文章から、作家の波打つ動脈のようなものが感じられた。
今にもちぎれそうな、破裂しそうな血管と、その中に流れる熱い血潮。

喉にへばりつくような空気感、臭気、粘り気。
星野智幸の小説にはこういう「気候」がよく用意されてるけど
わたしこれが好きだなー。

この『無間...続きを読む道』という小説からは
すぐに読みとれるストーリーはない。
主人公の動きを追うようなストーリーじゃなくて
3章にわたって繰り返される構造が
「物語」として浮き上がってくる。

たぶんだれでも気づくだろうな。
「これは無限ループのおはなしだ」って。
物語の構造自体がストーリーを引き寄せ、
それはまた小説全体の書き方にも及んでる。

だからきっと本当に読むべきは
その無限ループじゃないんだ。

抜粋した資料:
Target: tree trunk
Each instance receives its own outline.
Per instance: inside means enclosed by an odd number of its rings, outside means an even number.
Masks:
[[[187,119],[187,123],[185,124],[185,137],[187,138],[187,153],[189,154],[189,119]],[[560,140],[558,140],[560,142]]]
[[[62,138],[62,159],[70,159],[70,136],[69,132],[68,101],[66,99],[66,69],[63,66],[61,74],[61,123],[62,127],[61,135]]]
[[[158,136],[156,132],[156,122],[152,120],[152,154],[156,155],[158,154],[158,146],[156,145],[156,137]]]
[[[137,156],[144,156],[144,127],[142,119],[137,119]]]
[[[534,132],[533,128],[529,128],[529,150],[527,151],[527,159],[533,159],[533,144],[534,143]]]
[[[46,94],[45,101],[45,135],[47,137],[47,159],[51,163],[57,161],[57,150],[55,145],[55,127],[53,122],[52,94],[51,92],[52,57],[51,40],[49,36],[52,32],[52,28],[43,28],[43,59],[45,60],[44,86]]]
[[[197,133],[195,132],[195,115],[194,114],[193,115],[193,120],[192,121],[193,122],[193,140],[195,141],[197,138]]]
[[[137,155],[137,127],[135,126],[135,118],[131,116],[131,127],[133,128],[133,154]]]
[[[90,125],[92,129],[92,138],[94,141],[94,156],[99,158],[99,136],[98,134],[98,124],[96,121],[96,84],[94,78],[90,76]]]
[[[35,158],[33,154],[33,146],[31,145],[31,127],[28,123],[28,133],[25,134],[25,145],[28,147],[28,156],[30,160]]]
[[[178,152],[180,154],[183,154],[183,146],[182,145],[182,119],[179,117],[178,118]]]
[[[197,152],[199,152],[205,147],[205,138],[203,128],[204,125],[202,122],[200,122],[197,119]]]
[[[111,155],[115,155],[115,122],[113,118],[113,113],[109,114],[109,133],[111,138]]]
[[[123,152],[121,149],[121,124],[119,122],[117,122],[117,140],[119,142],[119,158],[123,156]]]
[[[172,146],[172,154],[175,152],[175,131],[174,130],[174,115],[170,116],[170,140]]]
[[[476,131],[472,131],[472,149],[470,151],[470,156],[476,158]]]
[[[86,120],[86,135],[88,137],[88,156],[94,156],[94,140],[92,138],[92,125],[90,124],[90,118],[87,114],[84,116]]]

取り組む課題: 星野智幸の小説を評した文章のうち、「文章から、作家の波打つ動脈のようなものが感じられた。」という語句を含むところから始まり「すぐに読みとれるストーリーはない。」で終わる部分を、一字一句違えずに書き写すこと。 この資料は今回の作業には関わらない。

課題の出力:
文章から、作家の波打つ動脈のようなものが感じられた。
今にもちぎれそうな、破裂しそうな血管と、その中に流れる熱い血潮。

喉にへばりつくような空気感、臭気、粘り気。
星野智幸の小説にはこういう「気候」がよく用意されてるけど
わたしこれが好きだなー。

この『無間...続きを読む道』という小説からは
すぐに読みとれるストーリーはない。